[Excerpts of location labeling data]

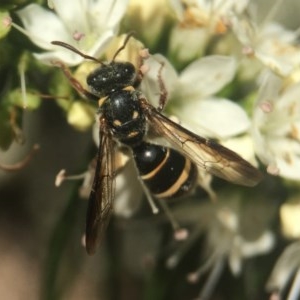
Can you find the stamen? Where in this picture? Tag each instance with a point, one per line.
(21, 69)
(77, 36)
(275, 296)
(7, 21)
(50, 4)
(273, 169)
(61, 177)
(153, 206)
(266, 106)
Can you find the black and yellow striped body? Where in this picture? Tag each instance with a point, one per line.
(165, 172)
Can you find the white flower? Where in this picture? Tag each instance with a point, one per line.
(199, 21)
(191, 95)
(286, 267)
(276, 127)
(88, 25)
(230, 236)
(270, 43)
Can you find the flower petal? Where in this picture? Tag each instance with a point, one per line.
(107, 13)
(207, 76)
(69, 12)
(43, 26)
(215, 117)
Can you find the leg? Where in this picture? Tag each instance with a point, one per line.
(74, 82)
(163, 91)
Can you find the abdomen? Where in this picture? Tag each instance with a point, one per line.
(165, 172)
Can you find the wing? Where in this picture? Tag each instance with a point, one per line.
(102, 194)
(211, 156)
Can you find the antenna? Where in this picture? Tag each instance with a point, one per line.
(71, 48)
(129, 35)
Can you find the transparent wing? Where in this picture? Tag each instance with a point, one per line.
(207, 154)
(102, 194)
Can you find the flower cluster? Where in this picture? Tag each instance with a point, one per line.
(228, 77)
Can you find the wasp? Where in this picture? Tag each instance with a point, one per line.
(125, 117)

**Instructions to follow:** Copy out every line of the data above word for word, leaving out the pictures.

**Correct result:**
Can you find the stamen? Where in this picture? Tag each instance with a point, one per line.
(21, 69)
(77, 36)
(275, 296)
(7, 21)
(50, 4)
(273, 169)
(61, 177)
(153, 206)
(266, 106)
Can you find the black and yellow striped body? Where in this picture? Tag each instance with a point, one per line.
(165, 172)
Can you find the white flower? Where in this picture? Tag each instance with a point, one per line.
(199, 21)
(191, 95)
(286, 267)
(276, 127)
(88, 25)
(230, 236)
(270, 43)
Can you find the flower petal? Where in this picture? Tag each instance with a point, one per line.
(107, 13)
(207, 76)
(69, 12)
(43, 26)
(215, 117)
Can you find the leg? Where in this picture? Tag each instance with a point, one per line.
(74, 82)
(163, 91)
Can you find the abdomen? Where in this picture? Tag each instance with a point, one per line.
(165, 172)
Can you find the wing? Where in this picture? Tag each instance with a point, one per line.
(102, 194)
(211, 156)
Can you find the antenna? Where in this picture? Tag each instance with a point, one per line.
(71, 48)
(129, 35)
Can you find the transparent wing? Where in this picture? Tag each instance with a point, one per line.
(207, 154)
(102, 194)
Can you find the flower cluster? Where in this picture? Tag each instance with a point, one per line.
(228, 77)
Can you find the wasp? Where in this picture? Tag each instance with a point, one per line.
(125, 117)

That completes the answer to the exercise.